***** Recorded data *****
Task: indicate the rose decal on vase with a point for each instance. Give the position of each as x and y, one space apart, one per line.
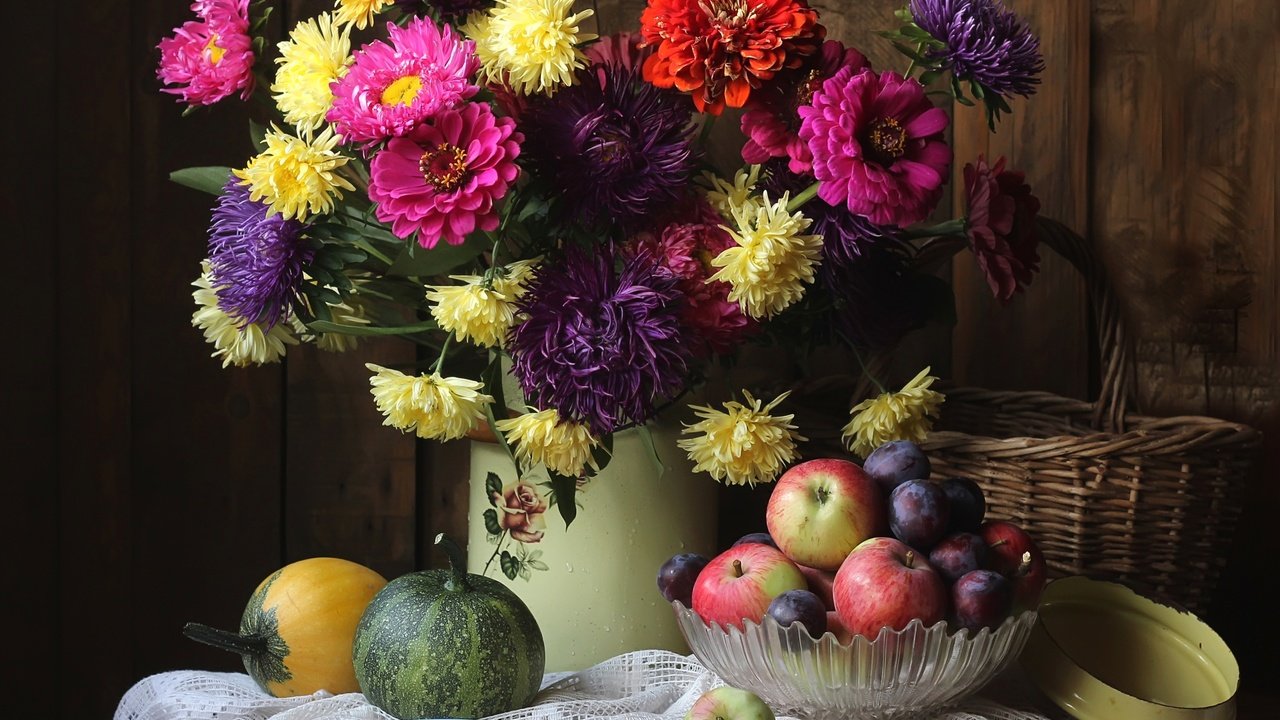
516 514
*****
***** Recorded data *****
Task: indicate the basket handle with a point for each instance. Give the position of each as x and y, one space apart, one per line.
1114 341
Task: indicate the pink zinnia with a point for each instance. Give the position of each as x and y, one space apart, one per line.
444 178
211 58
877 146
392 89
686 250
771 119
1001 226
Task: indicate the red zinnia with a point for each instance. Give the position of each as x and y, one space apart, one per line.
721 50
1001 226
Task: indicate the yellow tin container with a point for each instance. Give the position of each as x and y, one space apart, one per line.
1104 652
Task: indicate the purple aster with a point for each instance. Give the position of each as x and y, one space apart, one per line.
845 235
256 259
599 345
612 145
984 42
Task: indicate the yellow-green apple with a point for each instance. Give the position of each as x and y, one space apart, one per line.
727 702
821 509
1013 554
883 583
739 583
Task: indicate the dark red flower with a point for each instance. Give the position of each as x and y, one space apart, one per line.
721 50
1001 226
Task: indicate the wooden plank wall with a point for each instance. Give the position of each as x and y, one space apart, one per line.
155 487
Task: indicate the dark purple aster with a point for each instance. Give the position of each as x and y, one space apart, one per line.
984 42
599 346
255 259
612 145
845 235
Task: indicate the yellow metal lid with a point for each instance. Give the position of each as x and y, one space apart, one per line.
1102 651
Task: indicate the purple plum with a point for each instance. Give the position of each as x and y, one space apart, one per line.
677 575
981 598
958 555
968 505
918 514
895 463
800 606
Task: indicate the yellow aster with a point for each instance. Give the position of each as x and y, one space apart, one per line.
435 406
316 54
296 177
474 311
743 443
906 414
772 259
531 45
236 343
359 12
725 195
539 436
*****
• **Exercise**: Please show each line of the items above that contains the word "dark".

• **Complete response**:
Task: indicate the dark red flower with a point for each instance. Give the position of each as x and y, one space apart, one per line.
Task: indicate the dark purple aster with a point for each instance. Give the position of each as x and y, one space apart, one per line.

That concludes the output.